* START RECORDS FOR THIS TASK *

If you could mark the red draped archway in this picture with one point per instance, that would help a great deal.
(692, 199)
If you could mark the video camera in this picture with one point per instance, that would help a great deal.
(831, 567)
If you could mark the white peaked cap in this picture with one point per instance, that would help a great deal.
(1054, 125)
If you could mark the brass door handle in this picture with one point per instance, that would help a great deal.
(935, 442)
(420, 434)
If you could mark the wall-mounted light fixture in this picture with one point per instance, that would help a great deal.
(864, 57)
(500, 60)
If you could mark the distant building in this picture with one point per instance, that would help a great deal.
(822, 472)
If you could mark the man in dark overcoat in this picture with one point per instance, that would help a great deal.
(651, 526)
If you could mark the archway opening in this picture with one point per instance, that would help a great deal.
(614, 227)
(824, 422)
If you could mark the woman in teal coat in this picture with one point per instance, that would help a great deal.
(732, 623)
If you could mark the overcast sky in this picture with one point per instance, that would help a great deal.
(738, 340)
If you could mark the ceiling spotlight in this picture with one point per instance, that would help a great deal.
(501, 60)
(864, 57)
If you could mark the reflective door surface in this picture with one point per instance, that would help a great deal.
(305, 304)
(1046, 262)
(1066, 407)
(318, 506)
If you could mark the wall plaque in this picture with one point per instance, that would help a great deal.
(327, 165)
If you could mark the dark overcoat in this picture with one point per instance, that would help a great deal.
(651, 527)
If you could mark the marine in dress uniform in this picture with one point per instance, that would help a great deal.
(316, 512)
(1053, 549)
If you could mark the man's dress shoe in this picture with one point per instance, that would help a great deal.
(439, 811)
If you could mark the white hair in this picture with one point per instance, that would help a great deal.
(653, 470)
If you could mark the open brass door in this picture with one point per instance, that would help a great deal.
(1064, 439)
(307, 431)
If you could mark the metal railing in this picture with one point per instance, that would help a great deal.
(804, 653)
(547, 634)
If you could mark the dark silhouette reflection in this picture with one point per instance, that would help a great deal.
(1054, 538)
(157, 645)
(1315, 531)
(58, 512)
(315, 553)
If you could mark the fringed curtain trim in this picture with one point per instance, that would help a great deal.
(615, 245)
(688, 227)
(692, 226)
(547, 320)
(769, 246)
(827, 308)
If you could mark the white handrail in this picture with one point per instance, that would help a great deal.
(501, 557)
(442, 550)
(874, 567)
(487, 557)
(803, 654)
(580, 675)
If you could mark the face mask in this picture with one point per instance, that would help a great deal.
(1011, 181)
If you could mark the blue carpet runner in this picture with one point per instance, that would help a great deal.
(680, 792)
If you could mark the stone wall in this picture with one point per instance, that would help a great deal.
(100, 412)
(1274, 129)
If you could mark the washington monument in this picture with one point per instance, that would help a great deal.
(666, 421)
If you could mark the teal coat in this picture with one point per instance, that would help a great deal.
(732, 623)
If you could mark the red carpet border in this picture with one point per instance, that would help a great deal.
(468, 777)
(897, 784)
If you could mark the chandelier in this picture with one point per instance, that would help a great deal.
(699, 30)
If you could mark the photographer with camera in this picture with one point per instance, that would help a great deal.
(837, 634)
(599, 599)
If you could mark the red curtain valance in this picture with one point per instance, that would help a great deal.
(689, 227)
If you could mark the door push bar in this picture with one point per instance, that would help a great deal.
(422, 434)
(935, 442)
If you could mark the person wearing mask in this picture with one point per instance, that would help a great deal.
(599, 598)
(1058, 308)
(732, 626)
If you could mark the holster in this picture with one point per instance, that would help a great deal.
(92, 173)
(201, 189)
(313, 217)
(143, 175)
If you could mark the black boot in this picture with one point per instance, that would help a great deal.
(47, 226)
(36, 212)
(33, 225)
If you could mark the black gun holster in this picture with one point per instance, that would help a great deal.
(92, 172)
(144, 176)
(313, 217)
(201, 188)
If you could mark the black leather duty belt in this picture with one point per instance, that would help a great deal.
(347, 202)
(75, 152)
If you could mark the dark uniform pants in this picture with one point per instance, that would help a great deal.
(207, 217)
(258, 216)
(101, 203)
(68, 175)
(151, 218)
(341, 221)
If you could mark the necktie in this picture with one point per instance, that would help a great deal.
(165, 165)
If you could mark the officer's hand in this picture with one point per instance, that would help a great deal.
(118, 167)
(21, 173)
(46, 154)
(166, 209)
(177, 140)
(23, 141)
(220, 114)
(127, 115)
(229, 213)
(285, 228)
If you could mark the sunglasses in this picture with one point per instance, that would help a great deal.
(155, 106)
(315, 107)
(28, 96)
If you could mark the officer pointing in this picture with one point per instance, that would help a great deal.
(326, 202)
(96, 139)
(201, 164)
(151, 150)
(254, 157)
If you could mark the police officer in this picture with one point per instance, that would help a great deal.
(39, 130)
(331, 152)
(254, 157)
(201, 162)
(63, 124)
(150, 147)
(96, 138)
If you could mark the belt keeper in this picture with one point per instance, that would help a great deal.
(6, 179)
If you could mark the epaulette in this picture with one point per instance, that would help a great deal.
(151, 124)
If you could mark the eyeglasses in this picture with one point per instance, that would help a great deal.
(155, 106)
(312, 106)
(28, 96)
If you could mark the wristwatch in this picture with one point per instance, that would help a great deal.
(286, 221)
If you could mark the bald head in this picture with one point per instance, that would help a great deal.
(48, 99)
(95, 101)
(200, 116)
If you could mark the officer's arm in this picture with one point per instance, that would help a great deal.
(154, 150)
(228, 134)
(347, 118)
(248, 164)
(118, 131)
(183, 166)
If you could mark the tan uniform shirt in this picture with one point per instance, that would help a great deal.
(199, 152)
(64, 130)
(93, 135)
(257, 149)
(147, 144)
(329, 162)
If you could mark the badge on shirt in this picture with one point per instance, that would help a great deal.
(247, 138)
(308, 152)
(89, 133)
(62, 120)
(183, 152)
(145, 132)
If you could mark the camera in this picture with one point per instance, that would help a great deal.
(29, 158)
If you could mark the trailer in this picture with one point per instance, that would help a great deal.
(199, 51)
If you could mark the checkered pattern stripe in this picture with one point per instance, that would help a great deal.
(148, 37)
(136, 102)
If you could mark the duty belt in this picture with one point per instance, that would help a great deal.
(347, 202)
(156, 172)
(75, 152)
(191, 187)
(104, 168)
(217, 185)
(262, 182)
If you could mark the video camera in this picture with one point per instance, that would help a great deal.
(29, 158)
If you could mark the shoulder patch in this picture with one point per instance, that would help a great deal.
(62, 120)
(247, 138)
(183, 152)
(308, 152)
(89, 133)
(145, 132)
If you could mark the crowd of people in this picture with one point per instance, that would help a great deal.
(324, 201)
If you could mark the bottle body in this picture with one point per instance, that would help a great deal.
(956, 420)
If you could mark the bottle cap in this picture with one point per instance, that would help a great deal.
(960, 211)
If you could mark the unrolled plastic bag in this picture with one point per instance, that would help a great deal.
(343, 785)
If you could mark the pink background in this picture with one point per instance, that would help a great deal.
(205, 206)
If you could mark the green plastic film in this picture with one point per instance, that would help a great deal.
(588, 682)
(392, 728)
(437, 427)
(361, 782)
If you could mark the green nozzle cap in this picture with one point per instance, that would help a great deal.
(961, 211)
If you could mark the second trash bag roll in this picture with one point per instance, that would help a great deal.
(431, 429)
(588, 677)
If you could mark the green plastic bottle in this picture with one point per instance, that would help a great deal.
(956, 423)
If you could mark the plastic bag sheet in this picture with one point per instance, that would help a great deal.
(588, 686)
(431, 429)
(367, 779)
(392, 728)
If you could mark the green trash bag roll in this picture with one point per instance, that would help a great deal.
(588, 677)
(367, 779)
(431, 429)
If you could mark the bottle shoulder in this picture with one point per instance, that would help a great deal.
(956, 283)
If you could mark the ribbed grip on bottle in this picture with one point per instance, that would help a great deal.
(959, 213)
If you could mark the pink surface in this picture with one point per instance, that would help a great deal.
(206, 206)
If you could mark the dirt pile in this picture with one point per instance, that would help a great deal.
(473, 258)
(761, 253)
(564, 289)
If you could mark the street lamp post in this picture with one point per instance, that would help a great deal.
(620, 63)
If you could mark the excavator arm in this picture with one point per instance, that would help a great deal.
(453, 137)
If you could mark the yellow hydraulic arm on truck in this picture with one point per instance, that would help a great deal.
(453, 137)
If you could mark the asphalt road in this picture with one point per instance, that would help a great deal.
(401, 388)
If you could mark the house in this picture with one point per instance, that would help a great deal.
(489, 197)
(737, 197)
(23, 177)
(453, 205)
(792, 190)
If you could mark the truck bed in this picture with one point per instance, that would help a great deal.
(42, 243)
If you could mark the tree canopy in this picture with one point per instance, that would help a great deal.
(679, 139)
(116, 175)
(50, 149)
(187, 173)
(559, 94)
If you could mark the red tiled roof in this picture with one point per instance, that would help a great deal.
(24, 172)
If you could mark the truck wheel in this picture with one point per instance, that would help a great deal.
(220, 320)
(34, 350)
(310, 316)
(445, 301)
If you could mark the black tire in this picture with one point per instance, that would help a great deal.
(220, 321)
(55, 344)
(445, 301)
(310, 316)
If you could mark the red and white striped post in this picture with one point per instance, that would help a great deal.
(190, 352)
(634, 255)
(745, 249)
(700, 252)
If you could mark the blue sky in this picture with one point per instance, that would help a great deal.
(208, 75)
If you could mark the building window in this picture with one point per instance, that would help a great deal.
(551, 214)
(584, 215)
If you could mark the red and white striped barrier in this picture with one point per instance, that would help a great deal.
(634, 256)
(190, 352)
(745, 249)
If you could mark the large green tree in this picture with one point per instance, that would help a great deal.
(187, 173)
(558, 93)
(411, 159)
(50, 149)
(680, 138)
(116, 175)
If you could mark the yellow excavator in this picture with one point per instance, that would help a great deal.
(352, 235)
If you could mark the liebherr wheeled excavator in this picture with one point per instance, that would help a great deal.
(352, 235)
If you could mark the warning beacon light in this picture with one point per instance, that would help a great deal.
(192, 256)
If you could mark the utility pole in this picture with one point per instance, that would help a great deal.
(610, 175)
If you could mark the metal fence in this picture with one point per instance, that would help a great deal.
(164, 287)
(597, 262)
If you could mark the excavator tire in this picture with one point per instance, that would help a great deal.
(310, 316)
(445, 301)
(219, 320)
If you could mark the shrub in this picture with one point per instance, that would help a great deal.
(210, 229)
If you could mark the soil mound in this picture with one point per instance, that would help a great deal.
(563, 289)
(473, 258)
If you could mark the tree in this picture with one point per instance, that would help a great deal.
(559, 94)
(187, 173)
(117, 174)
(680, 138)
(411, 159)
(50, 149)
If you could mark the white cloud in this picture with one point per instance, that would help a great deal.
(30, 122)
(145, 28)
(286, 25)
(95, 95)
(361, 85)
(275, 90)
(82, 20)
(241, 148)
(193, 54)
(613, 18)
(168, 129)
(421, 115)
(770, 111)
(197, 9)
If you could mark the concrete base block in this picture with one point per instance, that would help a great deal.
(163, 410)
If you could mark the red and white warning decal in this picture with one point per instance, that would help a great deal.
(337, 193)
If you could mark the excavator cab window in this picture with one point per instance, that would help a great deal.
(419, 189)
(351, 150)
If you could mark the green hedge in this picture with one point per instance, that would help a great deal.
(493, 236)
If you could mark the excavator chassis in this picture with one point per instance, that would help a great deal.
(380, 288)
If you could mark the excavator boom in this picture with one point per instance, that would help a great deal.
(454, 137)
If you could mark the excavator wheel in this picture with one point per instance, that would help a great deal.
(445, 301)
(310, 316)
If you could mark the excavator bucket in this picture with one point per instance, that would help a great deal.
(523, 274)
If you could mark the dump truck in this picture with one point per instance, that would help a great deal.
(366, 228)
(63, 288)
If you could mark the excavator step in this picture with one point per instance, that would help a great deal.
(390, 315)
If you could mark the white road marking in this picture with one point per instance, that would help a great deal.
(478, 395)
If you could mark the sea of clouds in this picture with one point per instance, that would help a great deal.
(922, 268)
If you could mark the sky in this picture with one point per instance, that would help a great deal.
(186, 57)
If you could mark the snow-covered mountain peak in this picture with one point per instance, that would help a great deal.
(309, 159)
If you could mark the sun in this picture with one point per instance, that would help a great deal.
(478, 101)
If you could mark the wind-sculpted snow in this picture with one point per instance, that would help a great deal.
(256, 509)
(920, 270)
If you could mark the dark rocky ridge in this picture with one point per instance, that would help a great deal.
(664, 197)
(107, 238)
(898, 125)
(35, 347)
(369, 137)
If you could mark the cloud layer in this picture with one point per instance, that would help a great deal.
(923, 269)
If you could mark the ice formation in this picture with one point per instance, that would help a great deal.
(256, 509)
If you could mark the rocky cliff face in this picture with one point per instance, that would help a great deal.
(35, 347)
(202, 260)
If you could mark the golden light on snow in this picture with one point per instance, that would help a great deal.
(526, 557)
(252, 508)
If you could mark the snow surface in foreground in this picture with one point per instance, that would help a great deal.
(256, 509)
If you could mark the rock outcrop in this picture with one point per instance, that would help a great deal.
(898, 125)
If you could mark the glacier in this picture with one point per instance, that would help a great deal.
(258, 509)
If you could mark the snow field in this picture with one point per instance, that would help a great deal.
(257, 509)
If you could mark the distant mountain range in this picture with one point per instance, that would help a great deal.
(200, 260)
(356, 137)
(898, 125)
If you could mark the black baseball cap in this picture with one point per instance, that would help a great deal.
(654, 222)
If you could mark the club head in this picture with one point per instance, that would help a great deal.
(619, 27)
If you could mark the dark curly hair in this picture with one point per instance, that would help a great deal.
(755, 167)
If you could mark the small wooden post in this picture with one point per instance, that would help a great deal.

* END RECORDS FOR THIS TASK *

| WHAT THE TASK ASKS |
Set down, word for word, every line from the line that holds "If you could mark the dark rocky" to the end of the entries above, including both ends.

| EXPECTED OUTPUT |
If you could mark the dark rocky ridge in this picture with one point per instance, that would help a great deal.
(664, 197)
(107, 238)
(898, 125)
(35, 347)
(369, 137)
If you could mark the cloud layer in this picture with one point per instance, that would help a great deal.
(923, 269)
If you could mark the ice formation in this picture with one point per instance, that would help a great deal.
(256, 509)
If you could mark the rocky cliff face in this picture with one point per instance, that would help a great deal.
(35, 347)
(202, 260)
If you could mark the golden light on snow in this picture with one point per instance, that would help a great deal.
(526, 557)
(252, 508)
If you could mark the snow surface in foreground in this picture with one point per instance, that would help a great deal.
(256, 509)
If you could mark the rock outcrop in this picture with one point per instance, that would help a great deal.
(898, 125)
If you could mark the glacier in this picture with one point per instance, that would help a great deal.
(258, 509)
If you could mark the snow field in this picture with one point per instance, that would help a great deal.
(257, 509)
If you could mark the distant mountain range in this picture with one point per instance, that would help a great deal.
(200, 260)
(356, 137)
(898, 125)
If you could mark the black baseball cap in this picture with one point per instance, that would help a great deal.
(654, 222)
If you could mark the club head in this picture with one point per instance, that would help a great deal.
(619, 27)
If you could mark the dark curly hair in this picture with one point per instance, that would help a great deal.
(755, 167)
If you could mark the small wooden post in this picture with one point per instance, that would help a great deal.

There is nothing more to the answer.